* [Work required]: Convert the listing below into a Markdown table with two columns, Number and Line, giving each nonblank line its own numbered row. Leave the pictures out of the table.

## start

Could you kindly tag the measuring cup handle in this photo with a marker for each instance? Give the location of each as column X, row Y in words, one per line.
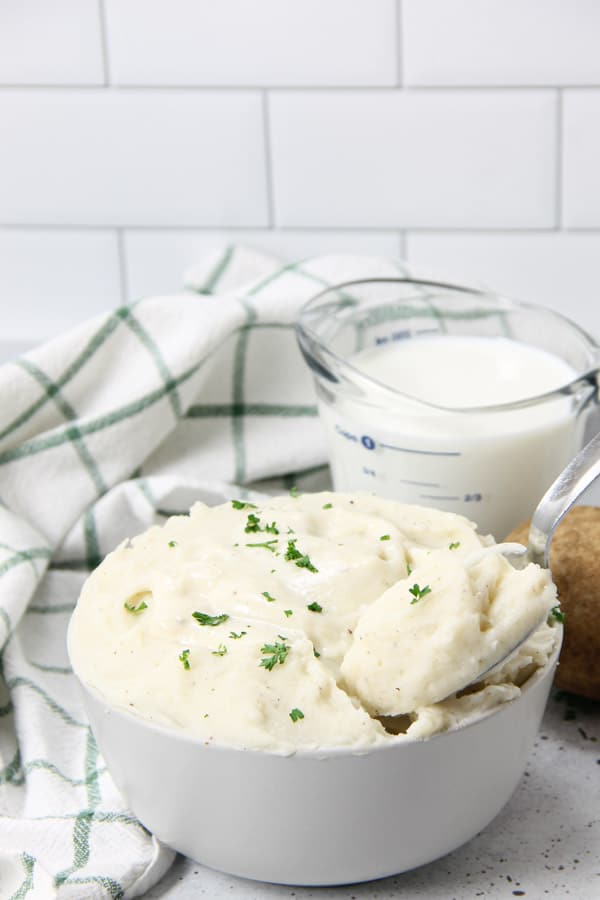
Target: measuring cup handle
column 560, row 497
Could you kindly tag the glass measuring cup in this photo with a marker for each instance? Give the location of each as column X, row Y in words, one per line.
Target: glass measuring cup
column 490, row 463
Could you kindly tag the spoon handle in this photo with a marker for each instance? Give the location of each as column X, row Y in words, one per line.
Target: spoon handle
column 560, row 497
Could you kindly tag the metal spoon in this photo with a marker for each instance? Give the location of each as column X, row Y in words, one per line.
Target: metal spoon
column 554, row 505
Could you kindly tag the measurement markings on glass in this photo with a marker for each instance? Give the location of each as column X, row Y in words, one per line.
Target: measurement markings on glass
column 422, row 452
column 369, row 443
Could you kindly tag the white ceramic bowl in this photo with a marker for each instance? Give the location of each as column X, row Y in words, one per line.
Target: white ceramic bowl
column 319, row 818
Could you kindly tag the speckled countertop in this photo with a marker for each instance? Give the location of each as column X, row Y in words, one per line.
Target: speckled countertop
column 544, row 843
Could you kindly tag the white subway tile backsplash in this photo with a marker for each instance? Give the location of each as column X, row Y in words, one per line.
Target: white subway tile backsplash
column 556, row 270
column 264, row 42
column 50, row 43
column 157, row 260
column 581, row 159
column 501, row 42
column 440, row 159
column 104, row 157
column 51, row 280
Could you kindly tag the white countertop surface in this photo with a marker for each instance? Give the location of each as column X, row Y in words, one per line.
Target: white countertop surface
column 544, row 843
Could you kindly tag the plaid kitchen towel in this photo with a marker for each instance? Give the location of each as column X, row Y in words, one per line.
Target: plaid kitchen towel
column 104, row 431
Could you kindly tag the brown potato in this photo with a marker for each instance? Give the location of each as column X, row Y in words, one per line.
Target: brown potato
column 575, row 566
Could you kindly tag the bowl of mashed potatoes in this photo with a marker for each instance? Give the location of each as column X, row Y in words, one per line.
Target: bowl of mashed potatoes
column 287, row 689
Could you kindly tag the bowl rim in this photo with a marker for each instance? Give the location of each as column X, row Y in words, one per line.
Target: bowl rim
column 330, row 752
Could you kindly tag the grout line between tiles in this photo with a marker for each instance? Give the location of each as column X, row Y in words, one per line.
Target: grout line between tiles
column 559, row 160
column 399, row 43
column 309, row 88
column 269, row 182
column 104, row 41
column 122, row 253
column 300, row 229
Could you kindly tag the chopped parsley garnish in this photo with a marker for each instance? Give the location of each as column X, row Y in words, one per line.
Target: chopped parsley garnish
column 268, row 545
column 253, row 523
column 418, row 593
column 205, row 619
column 275, row 653
column 300, row 559
column 135, row 608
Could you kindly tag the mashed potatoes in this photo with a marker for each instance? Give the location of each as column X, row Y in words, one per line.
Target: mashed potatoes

## end

* [Task response]:
| Number | Line |
|---|---|
| 1 | Could you kindly tag the measuring cup handle in this photo with a marker for each instance? Give the location of each as column X, row Y in words, one per line. |
| 2 | Target: measuring cup handle |
| 3 | column 560, row 497 |
| 4 | Could you kindly tag the glass measuring cup in this photo with a marker for each instance? Give the location of each as column X, row Y in words, one per line. |
| 5 | Target: glass measuring cup |
| 6 | column 490, row 463 |
| 7 | Could you kindly tag the spoon handle in this photo with a marker for each instance? Give the location of each as column X, row Y in words, one per line. |
| 8 | Target: spoon handle |
| 9 | column 560, row 497 |
| 10 | Could you kindly tag the metal spoon in this photo with a marker for each instance? Give the location of each as column X, row Y in words, one per line. |
| 11 | Target: metal spoon |
| 12 | column 554, row 505 |
| 13 | Could you kindly tag the measurement markings on glass in this photo with a marker for each instance? Give the location of each as column X, row Y in words, one per line. |
| 14 | Target: measurement markings on glass |
| 15 | column 422, row 452 |
| 16 | column 369, row 443 |
| 17 | Could you kindly tag the white ceramic bowl in this photo with a marker for each instance? Give the location of each as column X, row Y in words, one per line. |
| 18 | Target: white ceramic bowl |
| 19 | column 319, row 818 |
| 20 | Could you kindly tag the speckled countertop in this photo with a marker for each instance? Give the location of each as column X, row Y in words, one per line. |
| 21 | Target: speckled countertop |
| 22 | column 544, row 843 |
| 23 | Could you kindly tag the white subway tile backsplash in this photo with a marker for each instance? Give the location of each as column X, row Y in words, one per line. |
| 24 | Target: white subway tile backsplash |
| 25 | column 556, row 270 |
| 26 | column 264, row 42 |
| 27 | column 50, row 43 |
| 28 | column 157, row 260 |
| 29 | column 581, row 159 |
| 30 | column 501, row 42 |
| 31 | column 440, row 159 |
| 32 | column 104, row 157 |
| 33 | column 51, row 280 |
| 34 | Could you kindly tag the white countertop surface in this photo with a marker for each instance? Give the location of each as column X, row Y in words, one per line. |
| 35 | Target: white countertop surface |
| 36 | column 544, row 843 |
| 37 | Could you kindly tag the plaid kitchen towel in this photo with a marker for each instance? Give the location of each as column X, row Y in words, one per line. |
| 38 | Target: plaid kitchen towel |
| 39 | column 104, row 431 |
| 40 | Could you kindly tag the brown potato in this photo with a marker for each instance? Give the location of each as column X, row Y in words, one per line. |
| 41 | Target: brown potato |
| 42 | column 575, row 566 |
| 43 | Could you kindly tag the bowl of mashed potatoes in this photo with a marker for each instance? Give the location of each as column X, row Y in words, one per line. |
| 44 | Target: bowl of mashed potatoes |
| 45 | column 287, row 689 |
| 46 | Could you kindly tag the bowl rim in this photo with a marker for each instance? Give the location of each as column X, row Y in words, one per line. |
| 47 | Target: bowl rim |
| 48 | column 330, row 752 |
| 49 | Could you kindly tag the grout line between tiles in this photo with a marker for each instance? Give the location of each as column X, row Y in words, one per line. |
| 50 | Target: grout line between tiles |
| 51 | column 559, row 160 |
| 52 | column 399, row 43 |
| 53 | column 309, row 88 |
| 54 | column 269, row 182 |
| 55 | column 104, row 41 |
| 56 | column 122, row 253 |
| 57 | column 300, row 229 |
| 58 | Could you kindly tag the chopped parsley garnish in this photo with a marker for each instance? Give the location of each as column X, row Y in words, one per line. |
| 59 | Target: chopped parsley garnish |
| 60 | column 268, row 545 |
| 61 | column 253, row 523 |
| 62 | column 418, row 593 |
| 63 | column 205, row 619 |
| 64 | column 275, row 653 |
| 65 | column 300, row 559 |
| 66 | column 135, row 608 |
| 67 | Could you kindly tag the mashed potatoes in this photo with a marker for each instance? Give the location of each as column X, row Y in words, one per line. |
| 68 | Target: mashed potatoes |